Dataset rows.
- - - - - - -

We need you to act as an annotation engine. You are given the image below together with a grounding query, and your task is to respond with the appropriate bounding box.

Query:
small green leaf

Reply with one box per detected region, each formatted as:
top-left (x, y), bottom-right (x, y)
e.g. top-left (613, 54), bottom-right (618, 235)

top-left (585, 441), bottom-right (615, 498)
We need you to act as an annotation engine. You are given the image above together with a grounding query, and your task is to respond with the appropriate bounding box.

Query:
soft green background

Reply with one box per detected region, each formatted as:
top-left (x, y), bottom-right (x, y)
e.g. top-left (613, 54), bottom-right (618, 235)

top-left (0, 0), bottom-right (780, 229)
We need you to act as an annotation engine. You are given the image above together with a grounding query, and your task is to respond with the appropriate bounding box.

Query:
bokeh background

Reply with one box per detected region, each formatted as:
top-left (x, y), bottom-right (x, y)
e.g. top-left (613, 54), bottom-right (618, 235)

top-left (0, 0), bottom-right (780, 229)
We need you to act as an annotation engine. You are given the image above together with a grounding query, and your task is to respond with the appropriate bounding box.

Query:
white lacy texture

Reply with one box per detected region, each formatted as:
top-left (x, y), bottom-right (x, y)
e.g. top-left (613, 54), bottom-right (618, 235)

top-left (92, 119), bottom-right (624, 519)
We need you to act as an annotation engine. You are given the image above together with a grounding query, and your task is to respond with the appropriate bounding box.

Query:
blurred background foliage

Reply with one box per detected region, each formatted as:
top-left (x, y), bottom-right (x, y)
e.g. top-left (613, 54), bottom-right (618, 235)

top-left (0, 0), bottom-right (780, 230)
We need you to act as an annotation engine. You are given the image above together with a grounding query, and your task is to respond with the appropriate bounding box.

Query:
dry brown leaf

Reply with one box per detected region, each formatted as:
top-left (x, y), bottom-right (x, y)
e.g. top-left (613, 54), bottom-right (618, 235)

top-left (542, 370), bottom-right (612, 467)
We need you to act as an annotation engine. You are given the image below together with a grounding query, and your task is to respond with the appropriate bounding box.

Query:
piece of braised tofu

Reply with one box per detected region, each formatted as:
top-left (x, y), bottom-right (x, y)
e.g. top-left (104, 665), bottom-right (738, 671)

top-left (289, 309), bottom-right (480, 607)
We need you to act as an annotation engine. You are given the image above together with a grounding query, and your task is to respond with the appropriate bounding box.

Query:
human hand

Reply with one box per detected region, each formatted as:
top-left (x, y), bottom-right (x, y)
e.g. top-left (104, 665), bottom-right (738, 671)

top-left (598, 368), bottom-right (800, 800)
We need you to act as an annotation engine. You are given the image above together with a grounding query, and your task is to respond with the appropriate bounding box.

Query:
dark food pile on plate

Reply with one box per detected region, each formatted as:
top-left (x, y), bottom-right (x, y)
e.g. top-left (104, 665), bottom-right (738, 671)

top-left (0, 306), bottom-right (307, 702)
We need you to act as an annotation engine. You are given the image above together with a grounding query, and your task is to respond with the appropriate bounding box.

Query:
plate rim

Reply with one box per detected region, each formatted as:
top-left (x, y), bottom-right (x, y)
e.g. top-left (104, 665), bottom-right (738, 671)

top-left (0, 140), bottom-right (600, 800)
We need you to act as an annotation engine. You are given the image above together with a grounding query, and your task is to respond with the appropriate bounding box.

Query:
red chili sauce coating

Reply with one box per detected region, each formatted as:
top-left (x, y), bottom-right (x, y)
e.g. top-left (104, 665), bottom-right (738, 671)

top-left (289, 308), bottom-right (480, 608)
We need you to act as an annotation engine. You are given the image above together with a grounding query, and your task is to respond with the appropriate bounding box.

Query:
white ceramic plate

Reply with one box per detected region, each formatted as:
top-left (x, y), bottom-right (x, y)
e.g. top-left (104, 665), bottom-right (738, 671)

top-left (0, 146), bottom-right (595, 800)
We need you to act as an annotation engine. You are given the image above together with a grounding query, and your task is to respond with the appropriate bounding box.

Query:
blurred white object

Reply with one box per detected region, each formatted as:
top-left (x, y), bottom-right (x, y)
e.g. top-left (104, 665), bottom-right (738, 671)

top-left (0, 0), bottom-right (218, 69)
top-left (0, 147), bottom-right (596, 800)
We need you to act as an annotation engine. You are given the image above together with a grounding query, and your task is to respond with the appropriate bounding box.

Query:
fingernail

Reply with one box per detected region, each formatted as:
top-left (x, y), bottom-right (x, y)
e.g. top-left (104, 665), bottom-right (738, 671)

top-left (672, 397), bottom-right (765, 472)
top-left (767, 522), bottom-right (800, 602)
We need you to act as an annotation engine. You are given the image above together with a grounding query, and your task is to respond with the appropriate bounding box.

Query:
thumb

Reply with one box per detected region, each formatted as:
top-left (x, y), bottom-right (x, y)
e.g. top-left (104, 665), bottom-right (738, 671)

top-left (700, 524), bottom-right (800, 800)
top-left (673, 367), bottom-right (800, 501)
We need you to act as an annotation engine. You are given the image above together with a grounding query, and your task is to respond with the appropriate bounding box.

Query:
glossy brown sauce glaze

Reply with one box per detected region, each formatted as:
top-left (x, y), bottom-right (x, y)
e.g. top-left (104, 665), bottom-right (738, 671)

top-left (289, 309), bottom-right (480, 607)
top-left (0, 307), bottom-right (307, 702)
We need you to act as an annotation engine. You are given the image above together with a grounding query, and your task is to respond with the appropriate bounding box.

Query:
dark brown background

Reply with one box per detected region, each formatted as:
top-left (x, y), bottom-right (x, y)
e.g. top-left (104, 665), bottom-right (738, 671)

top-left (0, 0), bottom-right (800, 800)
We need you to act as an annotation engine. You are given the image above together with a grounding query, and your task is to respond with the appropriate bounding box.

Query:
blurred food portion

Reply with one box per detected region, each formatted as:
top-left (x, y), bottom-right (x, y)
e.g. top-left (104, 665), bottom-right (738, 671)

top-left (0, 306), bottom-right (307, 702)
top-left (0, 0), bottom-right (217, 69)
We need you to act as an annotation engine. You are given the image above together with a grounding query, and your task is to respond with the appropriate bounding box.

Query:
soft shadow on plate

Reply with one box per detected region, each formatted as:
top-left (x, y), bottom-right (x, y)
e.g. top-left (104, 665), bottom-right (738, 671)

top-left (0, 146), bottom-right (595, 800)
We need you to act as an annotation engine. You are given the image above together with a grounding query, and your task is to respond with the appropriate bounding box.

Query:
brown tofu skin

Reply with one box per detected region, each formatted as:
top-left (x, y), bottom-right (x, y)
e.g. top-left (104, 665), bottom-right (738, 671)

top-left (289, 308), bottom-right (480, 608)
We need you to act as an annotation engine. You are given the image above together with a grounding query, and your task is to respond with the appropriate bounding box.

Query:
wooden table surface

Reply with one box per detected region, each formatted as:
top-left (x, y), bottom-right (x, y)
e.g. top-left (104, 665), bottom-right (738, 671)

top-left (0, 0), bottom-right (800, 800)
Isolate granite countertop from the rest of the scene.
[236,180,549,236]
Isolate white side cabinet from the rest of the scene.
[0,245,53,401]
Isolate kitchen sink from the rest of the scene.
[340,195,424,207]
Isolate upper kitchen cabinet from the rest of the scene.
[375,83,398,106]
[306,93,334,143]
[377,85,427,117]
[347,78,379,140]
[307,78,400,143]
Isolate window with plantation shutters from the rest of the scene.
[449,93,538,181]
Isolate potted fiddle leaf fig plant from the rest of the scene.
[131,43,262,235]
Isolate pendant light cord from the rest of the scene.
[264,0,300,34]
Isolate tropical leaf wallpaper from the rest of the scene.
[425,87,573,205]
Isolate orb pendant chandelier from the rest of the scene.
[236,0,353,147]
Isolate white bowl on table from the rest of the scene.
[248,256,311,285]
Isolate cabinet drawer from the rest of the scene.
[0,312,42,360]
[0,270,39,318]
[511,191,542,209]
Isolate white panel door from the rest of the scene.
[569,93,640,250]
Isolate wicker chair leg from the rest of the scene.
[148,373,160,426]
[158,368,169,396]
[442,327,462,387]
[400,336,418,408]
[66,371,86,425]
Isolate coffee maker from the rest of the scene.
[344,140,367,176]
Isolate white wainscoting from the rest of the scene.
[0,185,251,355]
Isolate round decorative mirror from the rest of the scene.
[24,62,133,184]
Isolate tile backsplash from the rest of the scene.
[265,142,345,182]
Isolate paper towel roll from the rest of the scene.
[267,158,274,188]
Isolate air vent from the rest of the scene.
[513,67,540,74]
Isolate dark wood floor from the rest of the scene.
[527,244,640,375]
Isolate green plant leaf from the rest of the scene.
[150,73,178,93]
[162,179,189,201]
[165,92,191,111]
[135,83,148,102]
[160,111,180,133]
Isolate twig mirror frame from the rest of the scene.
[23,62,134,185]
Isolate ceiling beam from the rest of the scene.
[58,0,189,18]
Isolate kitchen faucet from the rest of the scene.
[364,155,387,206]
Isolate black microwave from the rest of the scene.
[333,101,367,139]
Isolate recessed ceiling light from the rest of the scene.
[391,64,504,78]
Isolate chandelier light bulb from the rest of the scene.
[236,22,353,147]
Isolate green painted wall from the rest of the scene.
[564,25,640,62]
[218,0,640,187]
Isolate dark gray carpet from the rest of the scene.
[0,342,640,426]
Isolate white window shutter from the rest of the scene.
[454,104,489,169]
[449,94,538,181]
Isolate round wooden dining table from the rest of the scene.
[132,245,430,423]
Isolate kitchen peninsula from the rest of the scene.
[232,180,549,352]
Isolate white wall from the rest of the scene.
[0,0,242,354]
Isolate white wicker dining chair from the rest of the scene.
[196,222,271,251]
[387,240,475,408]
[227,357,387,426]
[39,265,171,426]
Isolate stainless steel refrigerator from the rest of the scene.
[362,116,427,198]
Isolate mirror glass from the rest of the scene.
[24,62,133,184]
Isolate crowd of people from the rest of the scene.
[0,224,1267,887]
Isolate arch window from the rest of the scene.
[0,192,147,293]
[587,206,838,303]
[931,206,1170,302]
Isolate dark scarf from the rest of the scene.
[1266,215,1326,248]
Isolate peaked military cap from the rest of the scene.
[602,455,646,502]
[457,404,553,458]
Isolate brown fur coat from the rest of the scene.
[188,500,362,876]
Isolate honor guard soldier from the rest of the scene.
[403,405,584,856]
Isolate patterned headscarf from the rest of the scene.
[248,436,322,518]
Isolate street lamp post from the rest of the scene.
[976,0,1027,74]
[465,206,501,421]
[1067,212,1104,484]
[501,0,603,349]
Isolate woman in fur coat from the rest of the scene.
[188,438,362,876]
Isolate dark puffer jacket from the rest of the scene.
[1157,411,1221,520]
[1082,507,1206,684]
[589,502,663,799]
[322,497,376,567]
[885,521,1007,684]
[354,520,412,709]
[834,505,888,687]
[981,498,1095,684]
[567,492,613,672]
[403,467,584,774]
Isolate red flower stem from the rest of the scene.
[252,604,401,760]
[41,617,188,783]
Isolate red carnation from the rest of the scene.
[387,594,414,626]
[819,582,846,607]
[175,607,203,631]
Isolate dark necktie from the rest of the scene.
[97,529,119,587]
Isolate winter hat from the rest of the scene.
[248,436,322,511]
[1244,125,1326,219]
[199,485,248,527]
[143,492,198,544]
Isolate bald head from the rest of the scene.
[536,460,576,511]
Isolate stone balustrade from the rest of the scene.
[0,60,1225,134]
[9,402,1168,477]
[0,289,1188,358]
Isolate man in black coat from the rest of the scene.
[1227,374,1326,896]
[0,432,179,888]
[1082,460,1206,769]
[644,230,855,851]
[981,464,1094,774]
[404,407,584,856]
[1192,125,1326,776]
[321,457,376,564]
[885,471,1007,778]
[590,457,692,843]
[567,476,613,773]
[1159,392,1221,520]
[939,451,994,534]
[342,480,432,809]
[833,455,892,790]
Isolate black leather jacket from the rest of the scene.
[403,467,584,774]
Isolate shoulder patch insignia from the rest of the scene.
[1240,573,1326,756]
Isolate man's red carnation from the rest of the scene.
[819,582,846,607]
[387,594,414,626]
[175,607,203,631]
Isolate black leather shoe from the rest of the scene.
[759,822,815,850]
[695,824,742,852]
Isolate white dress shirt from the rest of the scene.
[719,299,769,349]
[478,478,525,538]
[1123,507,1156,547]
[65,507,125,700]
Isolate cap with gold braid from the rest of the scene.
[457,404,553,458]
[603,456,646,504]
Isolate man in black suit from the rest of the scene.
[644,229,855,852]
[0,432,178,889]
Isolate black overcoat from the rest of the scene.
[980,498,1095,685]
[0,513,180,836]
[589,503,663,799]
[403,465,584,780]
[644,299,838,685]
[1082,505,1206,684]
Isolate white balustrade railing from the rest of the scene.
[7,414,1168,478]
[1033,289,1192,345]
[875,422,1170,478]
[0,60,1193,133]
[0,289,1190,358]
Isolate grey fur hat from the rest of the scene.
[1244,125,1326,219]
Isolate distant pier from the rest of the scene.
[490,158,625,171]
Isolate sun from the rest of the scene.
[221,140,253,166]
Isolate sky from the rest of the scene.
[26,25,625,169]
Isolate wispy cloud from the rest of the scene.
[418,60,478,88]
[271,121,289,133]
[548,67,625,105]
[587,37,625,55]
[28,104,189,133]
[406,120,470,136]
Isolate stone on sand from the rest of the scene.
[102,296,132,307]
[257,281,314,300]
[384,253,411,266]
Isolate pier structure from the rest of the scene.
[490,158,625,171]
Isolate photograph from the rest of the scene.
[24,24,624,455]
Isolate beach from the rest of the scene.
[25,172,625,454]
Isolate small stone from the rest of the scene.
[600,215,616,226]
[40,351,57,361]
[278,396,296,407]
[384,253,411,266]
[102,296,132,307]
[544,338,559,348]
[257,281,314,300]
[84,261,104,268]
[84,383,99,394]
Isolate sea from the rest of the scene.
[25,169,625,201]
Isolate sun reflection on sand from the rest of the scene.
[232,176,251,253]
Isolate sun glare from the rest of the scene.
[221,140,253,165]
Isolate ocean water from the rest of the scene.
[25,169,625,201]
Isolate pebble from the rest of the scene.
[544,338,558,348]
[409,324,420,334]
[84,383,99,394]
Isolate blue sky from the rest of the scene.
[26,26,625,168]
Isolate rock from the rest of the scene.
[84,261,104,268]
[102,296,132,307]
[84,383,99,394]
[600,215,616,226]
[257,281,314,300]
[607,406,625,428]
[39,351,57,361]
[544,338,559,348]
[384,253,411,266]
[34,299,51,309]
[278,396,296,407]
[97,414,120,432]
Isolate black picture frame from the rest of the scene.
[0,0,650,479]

- - - - - - -

The request. Render the part of the records from the line containing "Isolate rock from the rest of the scene." through the end of the records as a Markdown table with the columns Row and Line, one numbered row per line and no blank lines.

Task response.
| Row | Line |
|---|---|
| 1 | Isolate rock from the rest of the scene. |
| 2 | [84,261,104,268] |
| 3 | [102,296,132,307] |
| 4 | [84,383,99,394] |
| 5 | [600,215,616,226] |
| 6 | [257,281,314,300] |
| 7 | [607,406,625,428] |
| 8 | [39,351,57,361] |
| 9 | [544,338,559,348] |
| 10 | [384,253,411,266] |
| 11 | [34,299,51,309] |
| 12 | [278,396,296,407] |
| 13 | [97,414,120,432] |
| 14 | Isolate black picture frame from the rest of the scene. |
| 15 | [0,0,650,479] |